--- BRIEF ---
Copy out every line in the entries below that includes "white".

--- PROVIDED RECORDS ---
---

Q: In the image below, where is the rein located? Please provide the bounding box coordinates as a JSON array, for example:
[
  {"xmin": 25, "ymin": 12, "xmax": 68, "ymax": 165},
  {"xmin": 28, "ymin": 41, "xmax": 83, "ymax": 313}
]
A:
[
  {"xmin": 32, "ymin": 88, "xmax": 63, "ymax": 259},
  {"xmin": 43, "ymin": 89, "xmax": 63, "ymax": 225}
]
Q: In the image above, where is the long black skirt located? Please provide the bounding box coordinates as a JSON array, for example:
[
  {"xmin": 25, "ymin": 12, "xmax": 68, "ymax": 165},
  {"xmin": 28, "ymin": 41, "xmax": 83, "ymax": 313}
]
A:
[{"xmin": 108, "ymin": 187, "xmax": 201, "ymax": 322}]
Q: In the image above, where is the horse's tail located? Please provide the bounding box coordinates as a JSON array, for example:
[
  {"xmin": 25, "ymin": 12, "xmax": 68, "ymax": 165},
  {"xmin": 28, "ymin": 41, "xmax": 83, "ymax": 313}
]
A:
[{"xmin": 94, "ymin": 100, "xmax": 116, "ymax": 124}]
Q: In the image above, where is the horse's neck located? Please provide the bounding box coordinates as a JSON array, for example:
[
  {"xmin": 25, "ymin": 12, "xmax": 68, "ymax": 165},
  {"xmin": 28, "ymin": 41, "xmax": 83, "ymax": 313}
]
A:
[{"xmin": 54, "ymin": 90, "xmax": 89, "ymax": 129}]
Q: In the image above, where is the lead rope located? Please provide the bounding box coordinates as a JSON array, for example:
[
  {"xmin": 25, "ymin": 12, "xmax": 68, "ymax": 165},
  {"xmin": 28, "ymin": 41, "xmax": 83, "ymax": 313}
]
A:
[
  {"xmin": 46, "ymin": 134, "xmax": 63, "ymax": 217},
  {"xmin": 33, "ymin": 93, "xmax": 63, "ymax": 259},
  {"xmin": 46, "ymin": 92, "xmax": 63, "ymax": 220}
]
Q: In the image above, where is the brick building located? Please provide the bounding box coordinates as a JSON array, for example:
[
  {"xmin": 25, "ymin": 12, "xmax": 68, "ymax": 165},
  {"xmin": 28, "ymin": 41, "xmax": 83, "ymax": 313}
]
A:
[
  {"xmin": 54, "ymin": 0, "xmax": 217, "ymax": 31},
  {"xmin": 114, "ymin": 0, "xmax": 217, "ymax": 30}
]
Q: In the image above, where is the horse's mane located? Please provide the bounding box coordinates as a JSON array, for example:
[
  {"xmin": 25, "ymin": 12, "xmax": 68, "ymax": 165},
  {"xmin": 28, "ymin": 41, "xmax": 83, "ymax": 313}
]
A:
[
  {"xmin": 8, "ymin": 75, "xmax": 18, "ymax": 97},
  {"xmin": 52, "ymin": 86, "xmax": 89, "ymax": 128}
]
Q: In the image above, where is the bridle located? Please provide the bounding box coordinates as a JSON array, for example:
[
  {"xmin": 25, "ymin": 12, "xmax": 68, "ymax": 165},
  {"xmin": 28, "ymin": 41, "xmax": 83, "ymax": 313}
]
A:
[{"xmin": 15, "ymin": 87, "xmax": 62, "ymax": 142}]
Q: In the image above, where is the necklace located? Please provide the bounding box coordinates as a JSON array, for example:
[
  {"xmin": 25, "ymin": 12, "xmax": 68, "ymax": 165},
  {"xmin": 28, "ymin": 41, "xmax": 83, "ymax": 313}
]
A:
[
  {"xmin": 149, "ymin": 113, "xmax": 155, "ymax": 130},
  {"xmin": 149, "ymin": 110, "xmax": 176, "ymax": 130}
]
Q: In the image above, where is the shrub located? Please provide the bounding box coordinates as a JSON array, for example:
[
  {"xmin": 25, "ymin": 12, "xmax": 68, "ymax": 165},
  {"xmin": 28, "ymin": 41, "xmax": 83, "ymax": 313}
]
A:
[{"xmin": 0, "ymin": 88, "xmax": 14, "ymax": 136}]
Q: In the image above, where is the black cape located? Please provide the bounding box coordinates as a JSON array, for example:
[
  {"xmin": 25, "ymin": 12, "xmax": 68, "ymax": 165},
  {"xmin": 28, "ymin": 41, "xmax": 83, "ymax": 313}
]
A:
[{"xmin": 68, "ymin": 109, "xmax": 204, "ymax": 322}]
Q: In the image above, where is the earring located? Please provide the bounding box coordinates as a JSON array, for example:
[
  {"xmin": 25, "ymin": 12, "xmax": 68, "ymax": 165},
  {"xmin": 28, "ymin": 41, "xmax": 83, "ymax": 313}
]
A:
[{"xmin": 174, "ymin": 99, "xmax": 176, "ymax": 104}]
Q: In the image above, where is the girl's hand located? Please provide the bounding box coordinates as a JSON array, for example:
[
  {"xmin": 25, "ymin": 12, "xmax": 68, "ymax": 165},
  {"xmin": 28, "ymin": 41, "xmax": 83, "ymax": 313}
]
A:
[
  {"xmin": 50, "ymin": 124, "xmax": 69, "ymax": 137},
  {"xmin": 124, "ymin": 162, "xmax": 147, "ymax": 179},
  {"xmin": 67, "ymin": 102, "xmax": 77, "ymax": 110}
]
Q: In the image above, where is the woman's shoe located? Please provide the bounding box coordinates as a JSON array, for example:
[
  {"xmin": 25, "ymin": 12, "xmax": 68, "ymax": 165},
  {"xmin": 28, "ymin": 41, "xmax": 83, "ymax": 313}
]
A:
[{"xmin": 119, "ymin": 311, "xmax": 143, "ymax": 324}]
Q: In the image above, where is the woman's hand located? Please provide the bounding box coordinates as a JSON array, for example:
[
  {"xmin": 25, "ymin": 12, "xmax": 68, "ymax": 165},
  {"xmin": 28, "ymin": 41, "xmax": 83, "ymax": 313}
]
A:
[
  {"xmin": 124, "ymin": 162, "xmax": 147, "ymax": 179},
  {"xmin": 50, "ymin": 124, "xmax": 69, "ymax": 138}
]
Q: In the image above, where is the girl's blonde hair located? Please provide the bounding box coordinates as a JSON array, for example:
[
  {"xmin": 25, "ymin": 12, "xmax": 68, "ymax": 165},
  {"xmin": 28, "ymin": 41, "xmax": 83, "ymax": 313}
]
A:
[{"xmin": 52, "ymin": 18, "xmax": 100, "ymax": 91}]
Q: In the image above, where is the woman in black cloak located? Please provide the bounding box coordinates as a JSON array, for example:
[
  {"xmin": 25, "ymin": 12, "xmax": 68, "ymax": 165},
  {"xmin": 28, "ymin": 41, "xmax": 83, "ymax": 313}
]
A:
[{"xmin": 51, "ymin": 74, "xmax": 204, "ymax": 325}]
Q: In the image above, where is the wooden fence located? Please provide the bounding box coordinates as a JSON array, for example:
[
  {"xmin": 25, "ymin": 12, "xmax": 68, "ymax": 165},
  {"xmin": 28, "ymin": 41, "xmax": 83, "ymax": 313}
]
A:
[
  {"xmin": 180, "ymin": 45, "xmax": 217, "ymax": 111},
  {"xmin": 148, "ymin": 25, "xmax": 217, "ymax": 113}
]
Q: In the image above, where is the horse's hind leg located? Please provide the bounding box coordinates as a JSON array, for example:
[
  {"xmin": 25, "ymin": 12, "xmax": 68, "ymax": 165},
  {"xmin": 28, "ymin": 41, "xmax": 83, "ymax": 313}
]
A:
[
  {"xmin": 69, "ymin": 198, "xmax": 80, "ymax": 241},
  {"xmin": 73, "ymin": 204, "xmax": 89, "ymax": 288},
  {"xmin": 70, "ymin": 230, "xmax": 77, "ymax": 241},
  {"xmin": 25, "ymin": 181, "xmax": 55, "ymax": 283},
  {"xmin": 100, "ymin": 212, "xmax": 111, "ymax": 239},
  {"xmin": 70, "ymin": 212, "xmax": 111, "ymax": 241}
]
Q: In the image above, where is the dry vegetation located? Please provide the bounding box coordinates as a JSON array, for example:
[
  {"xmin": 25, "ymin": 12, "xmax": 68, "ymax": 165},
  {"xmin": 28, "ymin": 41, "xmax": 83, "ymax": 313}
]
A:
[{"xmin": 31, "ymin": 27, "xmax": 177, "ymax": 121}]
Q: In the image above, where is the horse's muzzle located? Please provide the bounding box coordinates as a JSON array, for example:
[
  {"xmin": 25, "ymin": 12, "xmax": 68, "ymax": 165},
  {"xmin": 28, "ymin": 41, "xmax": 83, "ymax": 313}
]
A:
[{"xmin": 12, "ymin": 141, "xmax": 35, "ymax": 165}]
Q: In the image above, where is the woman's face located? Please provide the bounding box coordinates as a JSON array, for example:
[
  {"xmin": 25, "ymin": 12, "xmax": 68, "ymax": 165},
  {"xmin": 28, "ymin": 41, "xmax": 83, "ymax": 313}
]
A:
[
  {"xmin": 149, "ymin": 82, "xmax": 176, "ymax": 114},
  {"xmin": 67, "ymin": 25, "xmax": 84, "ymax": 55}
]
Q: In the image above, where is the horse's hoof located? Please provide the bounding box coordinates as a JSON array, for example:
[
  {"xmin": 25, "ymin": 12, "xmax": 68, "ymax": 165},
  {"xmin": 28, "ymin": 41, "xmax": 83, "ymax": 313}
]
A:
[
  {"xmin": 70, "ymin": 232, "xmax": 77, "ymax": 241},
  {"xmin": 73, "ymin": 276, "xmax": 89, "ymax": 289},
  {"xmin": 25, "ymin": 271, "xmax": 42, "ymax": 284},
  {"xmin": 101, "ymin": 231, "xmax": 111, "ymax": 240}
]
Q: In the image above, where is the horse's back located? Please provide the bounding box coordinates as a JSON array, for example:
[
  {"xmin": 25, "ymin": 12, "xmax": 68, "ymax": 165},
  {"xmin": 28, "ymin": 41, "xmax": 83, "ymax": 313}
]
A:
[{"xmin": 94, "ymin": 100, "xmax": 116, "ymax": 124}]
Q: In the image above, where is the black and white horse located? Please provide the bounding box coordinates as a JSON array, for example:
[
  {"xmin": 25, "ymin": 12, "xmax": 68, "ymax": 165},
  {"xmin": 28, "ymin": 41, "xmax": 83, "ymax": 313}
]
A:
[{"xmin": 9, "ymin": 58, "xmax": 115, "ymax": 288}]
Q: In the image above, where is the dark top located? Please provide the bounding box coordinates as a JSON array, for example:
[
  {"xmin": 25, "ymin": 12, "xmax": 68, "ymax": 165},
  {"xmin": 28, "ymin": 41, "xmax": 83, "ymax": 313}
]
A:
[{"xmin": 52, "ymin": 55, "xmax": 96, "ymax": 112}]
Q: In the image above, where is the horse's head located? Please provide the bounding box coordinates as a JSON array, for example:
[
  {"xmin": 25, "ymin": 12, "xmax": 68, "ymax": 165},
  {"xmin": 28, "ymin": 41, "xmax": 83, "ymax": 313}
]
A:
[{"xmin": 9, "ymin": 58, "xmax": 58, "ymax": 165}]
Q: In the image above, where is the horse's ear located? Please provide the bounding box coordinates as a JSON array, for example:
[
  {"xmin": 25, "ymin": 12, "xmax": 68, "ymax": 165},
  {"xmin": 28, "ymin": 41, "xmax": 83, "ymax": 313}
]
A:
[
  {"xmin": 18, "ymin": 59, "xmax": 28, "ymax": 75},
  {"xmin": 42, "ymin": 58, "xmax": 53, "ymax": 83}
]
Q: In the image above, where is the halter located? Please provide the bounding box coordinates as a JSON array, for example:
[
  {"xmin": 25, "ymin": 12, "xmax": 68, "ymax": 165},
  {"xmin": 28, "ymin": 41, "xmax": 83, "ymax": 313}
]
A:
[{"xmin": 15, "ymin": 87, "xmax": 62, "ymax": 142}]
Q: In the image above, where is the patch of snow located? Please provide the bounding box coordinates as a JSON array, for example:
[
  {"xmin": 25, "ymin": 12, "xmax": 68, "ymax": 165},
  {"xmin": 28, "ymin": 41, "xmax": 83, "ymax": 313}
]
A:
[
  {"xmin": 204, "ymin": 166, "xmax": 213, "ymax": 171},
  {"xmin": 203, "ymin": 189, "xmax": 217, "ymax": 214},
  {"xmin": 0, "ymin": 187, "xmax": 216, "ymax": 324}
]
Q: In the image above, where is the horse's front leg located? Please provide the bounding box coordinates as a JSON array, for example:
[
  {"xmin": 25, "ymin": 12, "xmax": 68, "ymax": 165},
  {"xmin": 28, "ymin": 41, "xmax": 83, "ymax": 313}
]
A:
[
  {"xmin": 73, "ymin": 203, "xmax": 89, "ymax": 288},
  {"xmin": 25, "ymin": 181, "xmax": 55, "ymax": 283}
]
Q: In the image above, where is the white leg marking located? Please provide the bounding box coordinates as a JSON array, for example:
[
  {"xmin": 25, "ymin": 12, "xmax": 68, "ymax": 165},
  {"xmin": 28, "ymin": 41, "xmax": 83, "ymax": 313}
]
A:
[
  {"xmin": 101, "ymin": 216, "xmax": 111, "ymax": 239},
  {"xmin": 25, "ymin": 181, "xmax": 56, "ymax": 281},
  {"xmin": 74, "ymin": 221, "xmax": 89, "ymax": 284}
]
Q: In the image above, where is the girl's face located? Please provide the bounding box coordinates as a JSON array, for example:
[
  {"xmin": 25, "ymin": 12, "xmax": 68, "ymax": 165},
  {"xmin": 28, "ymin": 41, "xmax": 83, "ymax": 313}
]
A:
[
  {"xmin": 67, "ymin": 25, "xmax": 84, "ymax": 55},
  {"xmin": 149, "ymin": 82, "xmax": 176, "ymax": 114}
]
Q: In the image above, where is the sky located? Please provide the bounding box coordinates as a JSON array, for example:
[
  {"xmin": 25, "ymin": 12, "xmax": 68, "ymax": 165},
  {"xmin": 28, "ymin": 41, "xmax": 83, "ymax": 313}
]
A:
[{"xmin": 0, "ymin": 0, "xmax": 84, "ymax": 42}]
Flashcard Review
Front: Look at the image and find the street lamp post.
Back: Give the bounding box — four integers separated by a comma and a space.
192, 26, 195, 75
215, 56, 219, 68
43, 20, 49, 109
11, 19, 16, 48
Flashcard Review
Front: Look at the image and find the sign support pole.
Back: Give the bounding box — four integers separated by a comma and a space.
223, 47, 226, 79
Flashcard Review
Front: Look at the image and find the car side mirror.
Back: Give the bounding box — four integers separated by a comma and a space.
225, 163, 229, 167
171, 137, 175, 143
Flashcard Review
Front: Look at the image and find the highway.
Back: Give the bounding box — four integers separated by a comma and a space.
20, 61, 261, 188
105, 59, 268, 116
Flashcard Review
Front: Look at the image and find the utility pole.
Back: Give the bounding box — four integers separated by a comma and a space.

---

--- RESULT FOR THIS TASK ---
Q: In the image above, where is the black and white horse located? Please provide the bounding box coordinates as a JSON array, for example:
Q: In the image above, where is the white leg marking located? Please provide the bounding box coordinates as a JSON array, for example:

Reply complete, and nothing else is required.